◆ What is asked ◆
Retype, without alteration, each line from the line containing "black dishwasher, placed" to the final line of the records.
■ ■ ■
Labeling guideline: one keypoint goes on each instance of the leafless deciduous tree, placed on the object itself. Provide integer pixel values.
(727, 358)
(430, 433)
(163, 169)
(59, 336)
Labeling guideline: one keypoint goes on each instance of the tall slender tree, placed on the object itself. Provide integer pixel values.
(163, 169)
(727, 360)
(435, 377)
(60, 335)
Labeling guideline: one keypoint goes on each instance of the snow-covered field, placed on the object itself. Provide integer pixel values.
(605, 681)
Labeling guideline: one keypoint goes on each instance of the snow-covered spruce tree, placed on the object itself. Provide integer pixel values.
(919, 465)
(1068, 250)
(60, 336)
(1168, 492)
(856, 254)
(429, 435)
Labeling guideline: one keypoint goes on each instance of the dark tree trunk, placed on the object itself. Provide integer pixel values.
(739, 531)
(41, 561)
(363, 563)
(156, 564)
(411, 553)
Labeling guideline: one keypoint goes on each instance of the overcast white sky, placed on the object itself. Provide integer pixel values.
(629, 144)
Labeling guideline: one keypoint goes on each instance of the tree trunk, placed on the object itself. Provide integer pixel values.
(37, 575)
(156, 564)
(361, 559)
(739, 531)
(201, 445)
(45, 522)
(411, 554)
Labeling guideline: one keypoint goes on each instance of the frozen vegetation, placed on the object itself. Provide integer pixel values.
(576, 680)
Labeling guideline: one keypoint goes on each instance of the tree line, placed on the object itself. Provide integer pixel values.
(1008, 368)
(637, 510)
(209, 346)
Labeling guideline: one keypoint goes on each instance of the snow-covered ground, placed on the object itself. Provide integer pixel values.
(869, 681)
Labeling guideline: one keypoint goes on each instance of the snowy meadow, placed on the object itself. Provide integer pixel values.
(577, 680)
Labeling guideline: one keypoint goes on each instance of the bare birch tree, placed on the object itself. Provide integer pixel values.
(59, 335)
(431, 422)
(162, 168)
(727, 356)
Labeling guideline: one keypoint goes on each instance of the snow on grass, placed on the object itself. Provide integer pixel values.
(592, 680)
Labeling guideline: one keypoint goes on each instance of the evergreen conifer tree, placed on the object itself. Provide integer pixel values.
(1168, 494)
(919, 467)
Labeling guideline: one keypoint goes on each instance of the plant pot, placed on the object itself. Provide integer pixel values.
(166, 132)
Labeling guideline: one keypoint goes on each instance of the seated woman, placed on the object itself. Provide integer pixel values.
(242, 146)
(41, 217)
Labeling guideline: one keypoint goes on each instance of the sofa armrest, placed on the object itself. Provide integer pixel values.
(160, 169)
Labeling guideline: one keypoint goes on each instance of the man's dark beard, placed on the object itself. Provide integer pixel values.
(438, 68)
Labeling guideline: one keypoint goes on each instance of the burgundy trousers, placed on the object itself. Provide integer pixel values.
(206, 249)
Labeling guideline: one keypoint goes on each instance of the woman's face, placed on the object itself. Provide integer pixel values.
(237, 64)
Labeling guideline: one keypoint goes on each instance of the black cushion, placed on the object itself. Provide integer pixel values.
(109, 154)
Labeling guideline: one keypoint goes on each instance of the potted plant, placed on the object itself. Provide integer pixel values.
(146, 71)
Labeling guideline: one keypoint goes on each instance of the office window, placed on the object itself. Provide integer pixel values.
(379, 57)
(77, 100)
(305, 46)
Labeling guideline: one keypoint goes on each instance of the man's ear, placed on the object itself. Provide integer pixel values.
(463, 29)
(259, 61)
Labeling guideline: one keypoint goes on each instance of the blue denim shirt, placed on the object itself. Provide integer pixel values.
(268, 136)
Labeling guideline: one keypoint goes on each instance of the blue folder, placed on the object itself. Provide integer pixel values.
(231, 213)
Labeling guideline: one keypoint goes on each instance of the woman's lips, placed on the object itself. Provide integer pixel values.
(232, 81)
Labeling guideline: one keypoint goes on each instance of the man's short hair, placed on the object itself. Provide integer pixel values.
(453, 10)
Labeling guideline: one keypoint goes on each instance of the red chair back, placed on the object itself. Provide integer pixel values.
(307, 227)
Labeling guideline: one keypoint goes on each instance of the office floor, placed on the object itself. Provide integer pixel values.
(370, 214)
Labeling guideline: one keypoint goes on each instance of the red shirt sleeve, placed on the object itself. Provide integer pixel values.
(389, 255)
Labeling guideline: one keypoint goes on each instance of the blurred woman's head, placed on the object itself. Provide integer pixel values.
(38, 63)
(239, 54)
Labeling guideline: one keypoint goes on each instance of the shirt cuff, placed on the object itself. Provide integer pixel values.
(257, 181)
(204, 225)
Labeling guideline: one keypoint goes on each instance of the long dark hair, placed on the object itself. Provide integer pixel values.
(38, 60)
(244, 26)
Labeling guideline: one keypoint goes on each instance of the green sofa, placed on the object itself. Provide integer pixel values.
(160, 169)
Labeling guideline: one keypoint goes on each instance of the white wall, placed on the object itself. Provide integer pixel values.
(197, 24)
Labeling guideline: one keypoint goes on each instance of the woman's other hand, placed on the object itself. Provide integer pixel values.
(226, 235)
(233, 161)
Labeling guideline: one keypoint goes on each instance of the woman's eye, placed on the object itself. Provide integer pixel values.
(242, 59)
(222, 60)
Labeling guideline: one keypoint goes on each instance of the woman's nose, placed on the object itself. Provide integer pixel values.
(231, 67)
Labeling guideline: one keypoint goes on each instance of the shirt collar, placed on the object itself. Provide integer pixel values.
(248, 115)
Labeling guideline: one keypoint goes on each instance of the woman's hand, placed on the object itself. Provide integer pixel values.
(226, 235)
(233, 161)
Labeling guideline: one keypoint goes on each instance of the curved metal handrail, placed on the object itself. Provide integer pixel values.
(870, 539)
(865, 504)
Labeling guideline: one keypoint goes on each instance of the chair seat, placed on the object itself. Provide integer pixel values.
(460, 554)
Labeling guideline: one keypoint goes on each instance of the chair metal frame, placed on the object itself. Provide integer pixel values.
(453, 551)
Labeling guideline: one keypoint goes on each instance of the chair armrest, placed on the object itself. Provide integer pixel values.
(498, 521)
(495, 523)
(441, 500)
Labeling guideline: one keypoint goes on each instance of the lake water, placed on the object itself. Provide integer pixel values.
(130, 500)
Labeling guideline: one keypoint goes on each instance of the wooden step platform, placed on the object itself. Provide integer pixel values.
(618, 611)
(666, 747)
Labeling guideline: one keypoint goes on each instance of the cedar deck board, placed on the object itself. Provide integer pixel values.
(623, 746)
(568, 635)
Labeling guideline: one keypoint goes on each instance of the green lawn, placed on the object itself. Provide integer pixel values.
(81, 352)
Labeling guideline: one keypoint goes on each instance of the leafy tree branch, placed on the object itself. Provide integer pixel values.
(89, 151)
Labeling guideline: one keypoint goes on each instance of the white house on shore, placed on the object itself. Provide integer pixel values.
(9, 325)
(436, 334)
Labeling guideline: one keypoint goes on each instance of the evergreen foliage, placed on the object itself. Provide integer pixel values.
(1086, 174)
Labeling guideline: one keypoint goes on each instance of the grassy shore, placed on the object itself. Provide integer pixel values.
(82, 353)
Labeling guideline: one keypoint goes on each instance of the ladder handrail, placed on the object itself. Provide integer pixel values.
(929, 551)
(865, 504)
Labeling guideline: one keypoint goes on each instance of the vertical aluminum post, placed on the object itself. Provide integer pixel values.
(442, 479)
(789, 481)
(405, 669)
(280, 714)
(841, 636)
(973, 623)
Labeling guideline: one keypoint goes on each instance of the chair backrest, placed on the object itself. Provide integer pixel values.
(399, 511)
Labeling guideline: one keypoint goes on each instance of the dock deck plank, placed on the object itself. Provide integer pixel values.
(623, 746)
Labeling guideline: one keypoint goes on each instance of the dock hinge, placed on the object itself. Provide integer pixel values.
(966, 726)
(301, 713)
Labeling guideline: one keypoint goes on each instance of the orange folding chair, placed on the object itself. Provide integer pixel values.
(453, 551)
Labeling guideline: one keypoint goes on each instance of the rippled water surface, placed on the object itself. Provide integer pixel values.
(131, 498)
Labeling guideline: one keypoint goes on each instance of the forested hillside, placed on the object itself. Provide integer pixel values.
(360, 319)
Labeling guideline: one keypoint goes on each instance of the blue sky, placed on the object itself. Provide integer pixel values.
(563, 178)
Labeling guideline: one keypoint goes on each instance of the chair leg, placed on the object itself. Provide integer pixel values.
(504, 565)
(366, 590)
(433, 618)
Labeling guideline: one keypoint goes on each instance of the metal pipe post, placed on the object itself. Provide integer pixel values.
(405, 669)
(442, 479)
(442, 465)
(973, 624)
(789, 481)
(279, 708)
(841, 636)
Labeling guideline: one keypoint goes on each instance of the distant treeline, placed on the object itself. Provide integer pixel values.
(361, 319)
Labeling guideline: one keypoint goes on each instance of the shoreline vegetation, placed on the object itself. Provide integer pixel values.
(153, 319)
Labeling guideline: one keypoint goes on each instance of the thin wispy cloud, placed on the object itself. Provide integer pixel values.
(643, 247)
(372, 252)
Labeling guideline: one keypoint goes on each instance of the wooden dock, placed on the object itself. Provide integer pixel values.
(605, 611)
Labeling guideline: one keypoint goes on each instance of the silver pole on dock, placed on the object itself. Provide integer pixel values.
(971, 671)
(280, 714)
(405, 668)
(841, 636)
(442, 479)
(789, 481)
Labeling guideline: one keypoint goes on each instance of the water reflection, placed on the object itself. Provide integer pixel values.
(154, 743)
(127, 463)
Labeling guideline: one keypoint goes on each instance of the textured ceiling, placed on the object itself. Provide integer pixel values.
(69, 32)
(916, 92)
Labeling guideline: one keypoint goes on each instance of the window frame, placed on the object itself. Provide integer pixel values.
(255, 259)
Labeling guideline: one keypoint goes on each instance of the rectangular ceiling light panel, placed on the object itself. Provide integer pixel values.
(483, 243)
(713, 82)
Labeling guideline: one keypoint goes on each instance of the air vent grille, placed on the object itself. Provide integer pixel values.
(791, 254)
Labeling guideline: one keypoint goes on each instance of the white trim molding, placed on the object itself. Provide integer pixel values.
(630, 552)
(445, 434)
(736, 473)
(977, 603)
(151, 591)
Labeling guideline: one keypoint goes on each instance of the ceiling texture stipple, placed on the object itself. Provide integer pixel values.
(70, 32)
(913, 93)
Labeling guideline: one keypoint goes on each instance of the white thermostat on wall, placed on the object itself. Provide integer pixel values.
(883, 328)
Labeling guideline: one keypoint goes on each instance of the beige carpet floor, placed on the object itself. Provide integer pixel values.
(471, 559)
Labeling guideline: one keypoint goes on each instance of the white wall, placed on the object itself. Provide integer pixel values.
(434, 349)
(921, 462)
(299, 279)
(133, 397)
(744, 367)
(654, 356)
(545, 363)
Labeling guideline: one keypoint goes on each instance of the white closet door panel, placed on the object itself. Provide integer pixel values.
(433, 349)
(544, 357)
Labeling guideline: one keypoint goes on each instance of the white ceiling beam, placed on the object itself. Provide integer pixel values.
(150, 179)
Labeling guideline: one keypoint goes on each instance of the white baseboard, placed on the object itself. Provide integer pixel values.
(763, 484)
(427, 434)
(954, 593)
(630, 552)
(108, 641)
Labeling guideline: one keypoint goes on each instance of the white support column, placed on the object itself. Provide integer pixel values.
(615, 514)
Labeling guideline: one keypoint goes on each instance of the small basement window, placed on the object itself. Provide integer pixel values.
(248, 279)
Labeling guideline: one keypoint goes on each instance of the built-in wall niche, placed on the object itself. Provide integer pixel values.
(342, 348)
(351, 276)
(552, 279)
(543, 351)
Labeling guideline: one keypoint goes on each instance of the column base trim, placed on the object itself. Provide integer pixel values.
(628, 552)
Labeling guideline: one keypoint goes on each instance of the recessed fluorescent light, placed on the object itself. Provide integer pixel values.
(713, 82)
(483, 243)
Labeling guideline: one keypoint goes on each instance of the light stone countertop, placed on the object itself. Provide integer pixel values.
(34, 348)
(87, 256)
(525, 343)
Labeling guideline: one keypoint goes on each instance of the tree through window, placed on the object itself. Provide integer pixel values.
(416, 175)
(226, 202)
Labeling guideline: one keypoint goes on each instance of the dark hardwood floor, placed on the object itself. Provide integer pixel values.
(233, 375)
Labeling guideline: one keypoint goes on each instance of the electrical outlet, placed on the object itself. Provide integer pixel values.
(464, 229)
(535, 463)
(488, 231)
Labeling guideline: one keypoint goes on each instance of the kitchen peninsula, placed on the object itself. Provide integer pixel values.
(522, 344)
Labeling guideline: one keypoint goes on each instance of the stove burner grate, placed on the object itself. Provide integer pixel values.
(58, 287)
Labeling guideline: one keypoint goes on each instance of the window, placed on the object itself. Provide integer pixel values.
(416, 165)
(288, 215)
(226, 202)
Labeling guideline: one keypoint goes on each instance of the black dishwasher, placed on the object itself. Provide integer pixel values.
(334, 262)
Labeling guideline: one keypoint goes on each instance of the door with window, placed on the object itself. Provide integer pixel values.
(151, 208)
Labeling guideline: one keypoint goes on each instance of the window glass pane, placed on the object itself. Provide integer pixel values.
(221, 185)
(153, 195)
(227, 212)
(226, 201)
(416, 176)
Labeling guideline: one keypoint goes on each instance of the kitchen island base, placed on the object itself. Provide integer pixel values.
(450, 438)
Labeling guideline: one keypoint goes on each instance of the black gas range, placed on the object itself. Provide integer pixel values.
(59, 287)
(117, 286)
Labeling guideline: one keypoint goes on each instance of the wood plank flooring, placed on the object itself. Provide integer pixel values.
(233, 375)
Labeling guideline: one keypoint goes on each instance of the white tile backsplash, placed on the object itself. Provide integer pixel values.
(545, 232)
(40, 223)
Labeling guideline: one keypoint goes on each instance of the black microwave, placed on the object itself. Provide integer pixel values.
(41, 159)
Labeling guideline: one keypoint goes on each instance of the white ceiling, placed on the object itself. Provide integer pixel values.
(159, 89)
■ ■ ■
◆ The output ◆
Labeling guideline: one keypoint goes on each instance of the black dishwasher, placed on the object itself. Provide integer pixel values.
(334, 262)
Labeling guideline: one keypoint goes on each instance of the door with window, placed on the object itself. Provide integer pixel values.
(151, 208)
Labeling guideline: one keypoint goes on each instance of the window glass pane, placed on the object itself. Provide integer pixel values.
(221, 185)
(153, 195)
(227, 212)
(226, 201)
(416, 176)
Labeling guideline: one keypoint goes on each instance of the kitchen island base, placed on the object itself. Provide integer pixel values.
(450, 438)
Labeling guideline: one keypoint goes on each instance of the black gas range, placed on the object itself. Provide integer pixel values.
(59, 287)
(117, 286)
Labeling guideline: one keypoint goes on each instance of the wood plank flooring, placed on the object itself. Provide integer pixel values.
(233, 375)
Labeling guideline: one keypoint goes on each instance of the white tile backsplash, placed on the object itself. Provide integer pixel values.
(545, 232)
(40, 223)
Labeling guideline: one keypoint goes on each instance of the black microwave, placed on the object itself. Provide integer pixel values.
(41, 159)
Labeling guideline: one keypoint goes on each instance of the white ceiling, placed on the object itself. Provide integer pixel values.
(159, 89)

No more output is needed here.